Through this personal commitment Wesley, though he later broke
with the Moravians, became imbued with the desire to take this
message to the rest of England. Finding the bishops
unsympathetic or indifferent and most clergymen hostile to the
point of closing their churches to him, Wesley, following the
example of such preachers as George Whitefield, began an
itinerant ministry that lasted more than 50 years. Forced to
preach outside the churches, he became adept at open-air
preaching and, as a result, began to reach many, especially in
the cities, about whom the Church of England had shown little
concern.
A small man (he was 5 feet 6 inches in height and weighed about
120 pounds), Wesley always had to perch on a chair or platform
when he preached. He averaged 15 sermons a week, and as his
Journal indicates, he preached more than 40, 000 sermons in his
career, travelling the length and breadth of England -
altogether more than 250, 000 miles - many times during an age
when roads were often only muddy ruts. A contemporary described
him as "the last word … in neatness and dress" and "his eye was
'the brightest and most piercing that can be conceived."'
Preaching was not easy; crowds were often hostile, and once a
bull was let loose in an audience he was addressing. Wesley,
however, quickly learned the art of speaking and, despite
opposition, his sermons began to have a marked effect. Many were
converted immediately, frequently exhibiting physical signs,
such as fits or trances.
Organization of Methodism
From the beginning Wesley viewed his movement as one within the
Church of England and not in opposition to it. As he gained
converts around England, however, these men and women grouped
themselves together in societies that Wesley envisioned as
playing the same role in Anglicanism as the monastic orders do
in the Roman Catholic Church. He took a continual and rather
authoritarian part in the life of these societies, visiting them
periodically, settling disputes, and expelling the recalcitrant.
Yearly conferences of the whole movement presented him with the
opportunity to establish policy. Under his leadership each
society was broken down into a "class, " which dealt with
matters of finance, and a "band, " which set standards of
personal morality. In addition, Wesley wrote numerous
theological works and edited 35 volumes of Christian literature
for the edification of the societies. A tireless and consummate
organizer, he kept his movement prospering despite a variety of
defections.

▶ [Stored records]
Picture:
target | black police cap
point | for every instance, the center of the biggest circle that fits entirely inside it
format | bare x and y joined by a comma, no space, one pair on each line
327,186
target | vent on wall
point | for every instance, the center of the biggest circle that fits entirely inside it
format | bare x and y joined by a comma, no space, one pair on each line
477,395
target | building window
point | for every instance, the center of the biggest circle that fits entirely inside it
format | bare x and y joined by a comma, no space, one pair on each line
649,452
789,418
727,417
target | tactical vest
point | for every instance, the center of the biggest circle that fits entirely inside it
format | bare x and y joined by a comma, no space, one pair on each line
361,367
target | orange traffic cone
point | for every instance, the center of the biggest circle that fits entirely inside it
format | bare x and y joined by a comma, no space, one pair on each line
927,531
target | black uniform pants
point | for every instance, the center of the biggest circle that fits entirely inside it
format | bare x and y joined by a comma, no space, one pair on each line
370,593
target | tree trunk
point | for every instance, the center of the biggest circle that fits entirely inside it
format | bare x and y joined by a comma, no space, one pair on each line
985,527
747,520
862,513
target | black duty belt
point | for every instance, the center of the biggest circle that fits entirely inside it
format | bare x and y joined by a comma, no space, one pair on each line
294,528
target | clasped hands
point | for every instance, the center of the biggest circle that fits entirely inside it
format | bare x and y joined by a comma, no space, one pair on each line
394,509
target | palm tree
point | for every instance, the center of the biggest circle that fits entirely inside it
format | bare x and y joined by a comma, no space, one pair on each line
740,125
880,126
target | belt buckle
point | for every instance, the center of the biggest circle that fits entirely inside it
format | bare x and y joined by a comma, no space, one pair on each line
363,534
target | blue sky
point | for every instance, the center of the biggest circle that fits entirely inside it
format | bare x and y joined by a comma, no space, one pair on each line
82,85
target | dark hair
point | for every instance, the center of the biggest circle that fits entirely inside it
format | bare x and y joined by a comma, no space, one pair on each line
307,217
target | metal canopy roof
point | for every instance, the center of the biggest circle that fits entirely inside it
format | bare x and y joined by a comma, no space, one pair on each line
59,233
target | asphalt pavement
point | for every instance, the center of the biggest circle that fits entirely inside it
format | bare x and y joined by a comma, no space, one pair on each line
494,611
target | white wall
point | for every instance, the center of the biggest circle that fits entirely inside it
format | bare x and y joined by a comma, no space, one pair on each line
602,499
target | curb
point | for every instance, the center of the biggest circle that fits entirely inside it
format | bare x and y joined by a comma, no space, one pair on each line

▶ [Goals]
1) In the Wesley passage, how many volumes of Christian literature did Wesley edit for the societies?
2) Write a continuation of the Wesley passage, starting after its final sentence.

▶ [Expected answers]
1) 35 volumes.

2)
Yet the continual opposition of the Anglican bishops, coupled
with their refusal to ordain Methodist clergy, forced Wesley to
move closer to actual separation toward the end of his life. In
1784 he took out a deed of declaration, which secured the legal
standing of the Methodist Society after his death. In the same
year he reluctantly ordained two men to serve as
"superintendents" for Methodists in North America. He continued
the practice to provide clergymen for England but very sparingly
and with great hesitation. Wesley always maintained that he
personally adhered to the Church of England.
Methodism had a significant impact on English society. It
brought religion to masses of people who, through the shifts of
population brought about by the industrial revolution, were not
being reached by the Anglican Church. In addition, it had a
beneficial effect on many within both the Church of England and
dissenting congregations. By emphasizing morality,
self-discipline, and thrift to the deprived classes, Wesley has
been credited by some historians as being a major force in
keeping England free of revolution and widespread social unrest
during his day. He himself was politically conservative, a
critic of democracy, and a foe of both the American and French
revolutions.
Throughout his life Wesley's closest confidant was his brother
and co-worker Charles, the composer of a number of well-known
hymns. Wesley, always extraordinarily healthy, remained active
to the end, preaching his final sermon at an open-air meeting
just 4 months before his death on March 2, 1791, in London.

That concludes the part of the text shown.